* _What to produce_: Find the lines below that include the word "temple" and state how many there are, adding nothing.

* _Referring expression grounding data_:
^^^^^^^^

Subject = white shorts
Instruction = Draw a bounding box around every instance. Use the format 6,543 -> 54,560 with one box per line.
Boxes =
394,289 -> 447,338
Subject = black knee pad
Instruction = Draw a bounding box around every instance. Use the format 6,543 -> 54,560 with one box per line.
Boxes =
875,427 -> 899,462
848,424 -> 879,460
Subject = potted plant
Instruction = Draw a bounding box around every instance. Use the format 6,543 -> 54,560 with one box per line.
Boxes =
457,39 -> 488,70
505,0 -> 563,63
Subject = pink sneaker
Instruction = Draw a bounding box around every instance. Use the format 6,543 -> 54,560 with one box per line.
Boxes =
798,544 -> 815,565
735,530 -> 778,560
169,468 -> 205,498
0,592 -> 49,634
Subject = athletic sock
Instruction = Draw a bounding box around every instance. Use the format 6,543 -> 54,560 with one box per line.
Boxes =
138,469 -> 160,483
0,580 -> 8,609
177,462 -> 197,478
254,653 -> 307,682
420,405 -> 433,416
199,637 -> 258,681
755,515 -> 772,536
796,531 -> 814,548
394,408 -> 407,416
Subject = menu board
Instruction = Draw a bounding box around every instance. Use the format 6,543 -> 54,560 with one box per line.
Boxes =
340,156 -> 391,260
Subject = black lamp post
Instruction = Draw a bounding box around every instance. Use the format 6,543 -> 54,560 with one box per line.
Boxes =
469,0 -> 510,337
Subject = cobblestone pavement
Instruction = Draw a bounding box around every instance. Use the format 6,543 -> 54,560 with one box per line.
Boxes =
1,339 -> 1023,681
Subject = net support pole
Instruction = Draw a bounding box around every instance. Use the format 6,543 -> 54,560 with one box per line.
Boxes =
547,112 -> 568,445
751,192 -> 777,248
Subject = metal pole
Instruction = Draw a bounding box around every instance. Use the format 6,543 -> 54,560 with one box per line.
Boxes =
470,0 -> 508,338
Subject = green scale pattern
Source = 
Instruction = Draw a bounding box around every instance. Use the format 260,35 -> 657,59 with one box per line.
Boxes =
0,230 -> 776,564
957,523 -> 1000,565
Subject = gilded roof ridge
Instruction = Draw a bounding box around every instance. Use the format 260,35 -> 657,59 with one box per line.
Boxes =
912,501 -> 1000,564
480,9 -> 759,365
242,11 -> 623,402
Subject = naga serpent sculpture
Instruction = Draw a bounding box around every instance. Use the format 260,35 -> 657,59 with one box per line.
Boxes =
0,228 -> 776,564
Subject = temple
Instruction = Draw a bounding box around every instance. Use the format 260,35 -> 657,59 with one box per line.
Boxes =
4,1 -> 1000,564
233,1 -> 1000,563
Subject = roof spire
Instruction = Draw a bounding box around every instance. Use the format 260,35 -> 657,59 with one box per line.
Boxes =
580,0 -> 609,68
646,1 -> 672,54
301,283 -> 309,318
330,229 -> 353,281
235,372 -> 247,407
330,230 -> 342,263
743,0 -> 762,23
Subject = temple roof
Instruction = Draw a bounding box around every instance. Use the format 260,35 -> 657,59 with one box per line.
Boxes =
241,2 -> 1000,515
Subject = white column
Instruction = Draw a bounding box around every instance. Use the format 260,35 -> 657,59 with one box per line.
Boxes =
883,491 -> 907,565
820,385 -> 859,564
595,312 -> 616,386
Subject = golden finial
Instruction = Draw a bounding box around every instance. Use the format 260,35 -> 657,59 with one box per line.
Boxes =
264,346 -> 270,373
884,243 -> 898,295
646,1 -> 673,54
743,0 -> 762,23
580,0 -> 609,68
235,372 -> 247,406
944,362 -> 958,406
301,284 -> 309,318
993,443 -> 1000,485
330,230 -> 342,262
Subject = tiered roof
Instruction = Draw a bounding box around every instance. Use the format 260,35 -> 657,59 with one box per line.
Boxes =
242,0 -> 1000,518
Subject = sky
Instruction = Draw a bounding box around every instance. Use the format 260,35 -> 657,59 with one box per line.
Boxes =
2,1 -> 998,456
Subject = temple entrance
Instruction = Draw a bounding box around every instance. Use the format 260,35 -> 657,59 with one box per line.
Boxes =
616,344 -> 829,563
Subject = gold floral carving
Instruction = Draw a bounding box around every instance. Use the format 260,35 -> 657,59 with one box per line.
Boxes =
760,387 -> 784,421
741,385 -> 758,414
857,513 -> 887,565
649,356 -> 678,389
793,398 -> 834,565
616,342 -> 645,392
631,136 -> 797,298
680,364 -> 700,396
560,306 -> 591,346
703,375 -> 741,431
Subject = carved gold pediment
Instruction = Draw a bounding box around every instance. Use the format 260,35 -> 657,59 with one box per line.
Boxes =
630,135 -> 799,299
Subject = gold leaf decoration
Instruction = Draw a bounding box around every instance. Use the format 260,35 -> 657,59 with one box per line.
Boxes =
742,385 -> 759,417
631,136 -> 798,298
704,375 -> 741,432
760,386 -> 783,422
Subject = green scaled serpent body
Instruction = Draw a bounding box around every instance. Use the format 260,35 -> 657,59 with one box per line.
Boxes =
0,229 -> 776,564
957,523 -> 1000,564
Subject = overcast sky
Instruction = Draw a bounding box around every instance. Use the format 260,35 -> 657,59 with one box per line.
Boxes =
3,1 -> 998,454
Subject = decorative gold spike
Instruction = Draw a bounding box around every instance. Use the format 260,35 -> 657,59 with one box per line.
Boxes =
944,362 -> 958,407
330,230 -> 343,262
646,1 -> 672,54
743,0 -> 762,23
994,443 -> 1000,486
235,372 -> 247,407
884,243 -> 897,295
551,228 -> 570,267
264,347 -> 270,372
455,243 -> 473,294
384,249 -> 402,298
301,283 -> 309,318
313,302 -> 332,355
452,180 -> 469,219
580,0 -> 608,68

^^^^^^^^

* _Written reply_: 3